■ Exercise ■
Format the data below as a numbered list with one line per item, leaving out blank lines and the pictures.

■ Input rows ■

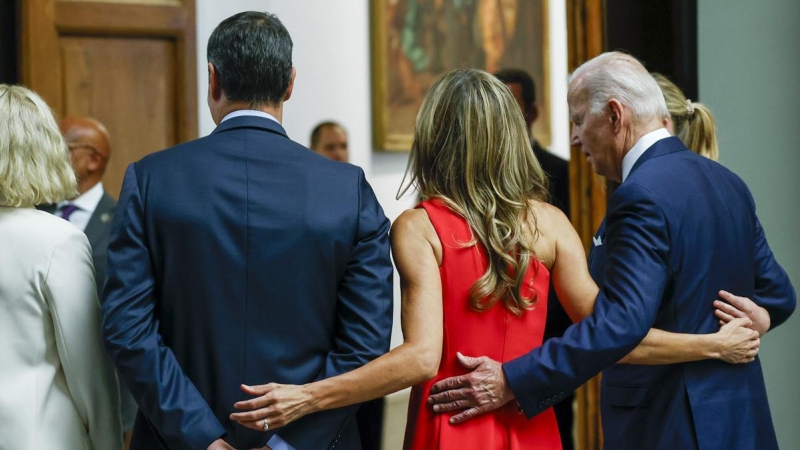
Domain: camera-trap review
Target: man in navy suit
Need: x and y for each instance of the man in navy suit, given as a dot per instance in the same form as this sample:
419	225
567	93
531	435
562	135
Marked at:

■ Task answer ■
1. Domain: camera-trap review
2. Target: man in navy suit
3. Need: x and y for each instance of the man in navy suit, given as a dot per instance in the same form as this sample:
4. 419	225
5. 567	93
6. 531	435
7. 562	135
8. Marked at:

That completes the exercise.